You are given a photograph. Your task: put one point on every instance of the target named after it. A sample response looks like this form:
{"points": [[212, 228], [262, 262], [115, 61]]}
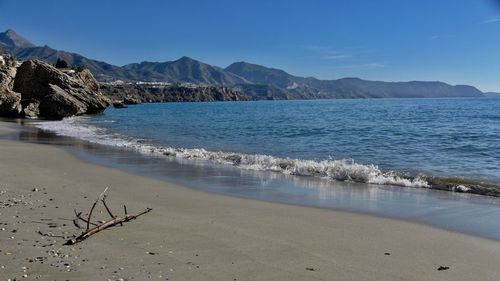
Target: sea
{"points": [[374, 156]]}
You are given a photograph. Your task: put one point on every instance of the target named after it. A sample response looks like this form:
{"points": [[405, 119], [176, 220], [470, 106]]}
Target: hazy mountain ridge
{"points": [[258, 82]]}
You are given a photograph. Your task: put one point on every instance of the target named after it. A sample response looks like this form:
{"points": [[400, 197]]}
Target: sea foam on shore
{"points": [[343, 169]]}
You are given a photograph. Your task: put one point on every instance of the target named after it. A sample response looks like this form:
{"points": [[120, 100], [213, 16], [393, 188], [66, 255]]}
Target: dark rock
{"points": [[131, 100], [31, 109], [53, 94], [59, 104], [10, 101], [119, 104]]}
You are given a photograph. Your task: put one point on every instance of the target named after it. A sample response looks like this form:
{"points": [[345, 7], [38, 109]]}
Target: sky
{"points": [[457, 42]]}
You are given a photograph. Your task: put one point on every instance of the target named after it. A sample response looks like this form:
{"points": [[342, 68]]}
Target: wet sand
{"points": [[194, 235]]}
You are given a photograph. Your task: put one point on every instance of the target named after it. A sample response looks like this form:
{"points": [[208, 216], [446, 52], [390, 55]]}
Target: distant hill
{"points": [[349, 87], [492, 94], [256, 81], [184, 69]]}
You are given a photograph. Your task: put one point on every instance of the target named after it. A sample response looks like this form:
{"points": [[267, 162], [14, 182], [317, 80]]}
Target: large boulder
{"points": [[10, 101], [57, 94]]}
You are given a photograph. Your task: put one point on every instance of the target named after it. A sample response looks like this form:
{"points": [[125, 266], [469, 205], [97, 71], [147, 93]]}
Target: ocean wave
{"points": [[342, 170]]}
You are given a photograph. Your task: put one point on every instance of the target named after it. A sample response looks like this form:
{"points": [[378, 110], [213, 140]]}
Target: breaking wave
{"points": [[342, 170]]}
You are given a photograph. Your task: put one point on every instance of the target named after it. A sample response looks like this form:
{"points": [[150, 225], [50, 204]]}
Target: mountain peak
{"points": [[186, 59], [14, 40]]}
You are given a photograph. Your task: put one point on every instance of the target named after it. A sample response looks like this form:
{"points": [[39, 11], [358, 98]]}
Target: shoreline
{"points": [[196, 235]]}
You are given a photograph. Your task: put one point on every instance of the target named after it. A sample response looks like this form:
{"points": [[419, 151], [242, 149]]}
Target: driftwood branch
{"points": [[101, 226]]}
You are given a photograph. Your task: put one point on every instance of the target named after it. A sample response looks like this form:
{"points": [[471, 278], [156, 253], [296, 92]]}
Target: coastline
{"points": [[195, 235]]}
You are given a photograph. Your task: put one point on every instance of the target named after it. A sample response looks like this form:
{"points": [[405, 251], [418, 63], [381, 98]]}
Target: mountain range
{"points": [[259, 82]]}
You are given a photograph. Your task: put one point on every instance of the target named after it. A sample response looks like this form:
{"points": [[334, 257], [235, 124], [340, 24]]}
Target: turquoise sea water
{"points": [[352, 155], [345, 139]]}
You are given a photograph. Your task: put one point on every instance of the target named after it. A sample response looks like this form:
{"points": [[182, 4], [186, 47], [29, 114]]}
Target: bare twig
{"points": [[105, 224], [93, 206]]}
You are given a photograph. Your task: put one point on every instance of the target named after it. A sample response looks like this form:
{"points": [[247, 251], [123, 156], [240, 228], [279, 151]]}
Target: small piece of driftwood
{"points": [[97, 227]]}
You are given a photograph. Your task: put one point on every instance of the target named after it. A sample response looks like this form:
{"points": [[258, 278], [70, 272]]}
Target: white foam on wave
{"points": [[343, 170]]}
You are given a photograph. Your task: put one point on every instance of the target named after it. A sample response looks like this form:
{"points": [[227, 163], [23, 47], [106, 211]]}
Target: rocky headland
{"points": [[36, 89]]}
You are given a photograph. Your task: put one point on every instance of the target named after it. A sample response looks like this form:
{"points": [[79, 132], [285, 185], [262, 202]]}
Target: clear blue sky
{"points": [[392, 40]]}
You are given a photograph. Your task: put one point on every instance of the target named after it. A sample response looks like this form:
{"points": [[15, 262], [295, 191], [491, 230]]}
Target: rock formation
{"points": [[10, 101], [41, 91]]}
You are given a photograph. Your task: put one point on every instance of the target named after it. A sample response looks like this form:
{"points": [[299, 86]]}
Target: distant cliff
{"points": [[171, 93], [38, 90], [253, 81]]}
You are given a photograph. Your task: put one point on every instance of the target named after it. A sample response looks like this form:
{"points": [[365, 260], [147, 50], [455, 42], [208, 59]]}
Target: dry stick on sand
{"points": [[98, 227]]}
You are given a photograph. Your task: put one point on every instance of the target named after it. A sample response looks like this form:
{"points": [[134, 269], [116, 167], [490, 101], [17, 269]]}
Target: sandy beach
{"points": [[194, 235]]}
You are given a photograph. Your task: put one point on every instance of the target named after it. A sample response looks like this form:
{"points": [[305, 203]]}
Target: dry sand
{"points": [[194, 235]]}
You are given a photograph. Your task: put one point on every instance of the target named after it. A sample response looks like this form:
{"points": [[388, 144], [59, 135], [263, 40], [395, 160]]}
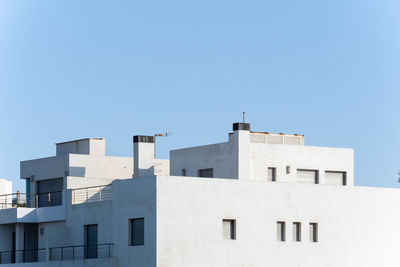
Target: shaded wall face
{"points": [[222, 158]]}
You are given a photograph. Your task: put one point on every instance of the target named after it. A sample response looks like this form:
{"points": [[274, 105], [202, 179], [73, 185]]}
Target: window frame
{"points": [[297, 231], [313, 232], [281, 235], [132, 242], [232, 229]]}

= EXERCISE PROMPT =
Count the lines of the material above that contain the string "wave", and give only that number.

= WRITTEN SOLUTION =
3